Le français à luniversité

La rédaction de genres universitaires : pratiques et points de vue d’étudiants universitaires au Brésil et au Québec

Eliane Lousada et Olivier Dezutter

Texte intégral

1L’apprentissage de l’écriture fait partie des premiers apprentissages scolaires, et on imagine souvent qu’il doit être terminé avant l’entrée à l’université. Toutefois, les formateurs universitaires sont en mesure de constater qu’une proportion importante d’étudiants ne maîtrisent pas les genres textuels demandés à l’université. La difficulté qu’ils éprouvent à réaliser leurs travaux écrits peut avoir des conséquences sur l’objet même de leurs apprentissages et leur réussite.

2Pour répondre à cette problématique, des initiatives institutionnelles ont été développées au sein de nos institutions ces dernières années : la création du Laboratoire de littératie académique (Université de São Paulo) et du Carrefour institutionnel de rédaction et de communication efficace à l’Université de Sherbrooke1. Alors que le premier offre aux étudiants de recevoir sur demande une aide personnalisée lors de la rédaction de leurs travaux, le second a développé des cours en partenariat avec les facultés disciplinaires sur la communication écrite ou orale en contexte universitaire, dont plusieurs officiellement intégrés dans les cursus de formation.  

3La convergence des préoccupations entre les contextes brésilien et canadien nous a conduits à développer un projet commun2 visant à partager les expériences menées dans chaque institution ainsi qu’à réaliser une collecte de données auprès d’étudiants dans les deux institutions dans le but de concevoir un module de formation pour les enseignants universitaires, centré sur le développement des compétences en littératie.

4Nous présentons ici le cadre construit pour distinguer les différentes catégories de textes concernés et les résultats de l’enquête par questionnaire réalisée auprès d’une centaine d’étudiants de premier cycle du domaine des sciences humaines et sociales, dans les contextes brésilien et canadien. Le but de cette enquête était de mieux connaître les pratiques déclarées et les représentations des étudiants relatives à l’écriture en contexte de formation universitaire.

5La catégorisation des écrits relevant de la littératie académique
Dans les travaux sur le développement des compétences de lecture et d’écriture des étudiants universitaires, on retrouve l’usage, selon les auteurs, des adjectifs « académiques » ou « universitaires » associés aux termes littératie, genres ou écrits3. Ces deux adjectifs peuvent-ils être considérés comme équivalents ou recouvrent-ils des réalités différentes ?

6Dans nos recherches, nous nous référons à un premier niveau à la définition de genre textuel proposée par Bronckart (1997, p. 110), qui le définit comme un construit historique, disponible dans l’intertexte et qui s’adapte toujours à l’évolution des enjeux sociocommunicatifs. Selon cet auteur, les textes sont les produits des contextes sociaux dans lesquels ils émergent et sont conçus selon différentes « manières de faire » ou, autrement dit, différentes « sortes de textes » (1997, p. 75).

:: DONNÉES PRÉSENTÉES ::
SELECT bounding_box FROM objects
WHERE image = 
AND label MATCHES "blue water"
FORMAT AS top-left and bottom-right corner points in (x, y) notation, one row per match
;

:: EXERCICE PROPOSÉ A ::
D'après l'extrait sur l'écriture universitaire, pourquoi les auteurs ont-ils élaboré un projet commun et à quoi ce projet devait-il servir ? Répondez en une à trois phrases.
:: EXERCICE PROPOSÉ B ::
Extrayez sans aucune modification les cinq lignes des données présentées.

:: RÉPONSE ATTENDUE A ::
Les auteurs ont élaboré ce projet parce que les contextes brésilien et canadien partagent les mêmes préoccupations. Le projet visait à partager les expériences menées dans chaque institution et à recueillir des données auprès d'étudiants des deux institutions. Ces données devaient servir à concevoir un module de formation pour les enseignants universitaires, centré sur le développement des compétences en littératie.

:: RÉPONSE ATTENDUE B ::
SELECT bounding_box FROM objects
WHERE image = 
AND label MATCHES "blue water"
FORMAT AS top-left and bottom-right corner points in (x, y) notation, one row per match
;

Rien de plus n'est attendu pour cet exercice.